━━━ Available data ━━━

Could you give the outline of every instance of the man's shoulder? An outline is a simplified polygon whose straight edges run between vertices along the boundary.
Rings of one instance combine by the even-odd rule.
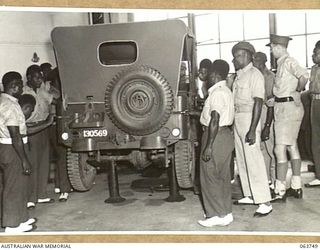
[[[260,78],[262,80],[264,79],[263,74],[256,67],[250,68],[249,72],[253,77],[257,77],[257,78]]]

━━━
━━━ Available data ━━━

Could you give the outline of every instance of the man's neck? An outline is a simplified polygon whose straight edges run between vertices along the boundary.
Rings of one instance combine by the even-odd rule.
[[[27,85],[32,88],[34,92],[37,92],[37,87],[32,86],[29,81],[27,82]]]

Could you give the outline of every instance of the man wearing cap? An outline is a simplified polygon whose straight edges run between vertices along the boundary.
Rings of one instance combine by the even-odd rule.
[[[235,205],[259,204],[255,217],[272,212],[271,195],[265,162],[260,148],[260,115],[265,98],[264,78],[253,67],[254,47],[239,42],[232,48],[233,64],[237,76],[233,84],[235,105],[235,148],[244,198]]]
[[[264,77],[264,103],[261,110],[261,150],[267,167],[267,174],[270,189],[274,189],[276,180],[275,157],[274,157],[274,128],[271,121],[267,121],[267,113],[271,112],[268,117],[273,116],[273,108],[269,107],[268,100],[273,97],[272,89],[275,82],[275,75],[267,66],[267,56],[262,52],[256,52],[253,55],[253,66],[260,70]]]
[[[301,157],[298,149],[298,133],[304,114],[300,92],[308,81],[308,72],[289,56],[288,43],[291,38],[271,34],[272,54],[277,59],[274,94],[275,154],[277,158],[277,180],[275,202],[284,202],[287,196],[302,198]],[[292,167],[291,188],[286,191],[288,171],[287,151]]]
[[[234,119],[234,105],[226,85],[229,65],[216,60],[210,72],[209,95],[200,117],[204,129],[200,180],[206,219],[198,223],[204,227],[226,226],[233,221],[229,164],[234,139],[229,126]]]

━━━

* Your assignment
Show every line from the entries above in which "outline" appears.

* Written answer
Could you give the outline of every instance of the man's shoulder? An outline is a simplified polygon whose straight edges run between vertices along the boundary.
Could you give the outline of every instance of the man's neck? An outline is a simplified polygon whose straight edges run between vertices along the boundary.
Could you give the outline of every instance of the man wearing cap? An outline is a simplified polygon whose straight edges run between vertices along the boundary.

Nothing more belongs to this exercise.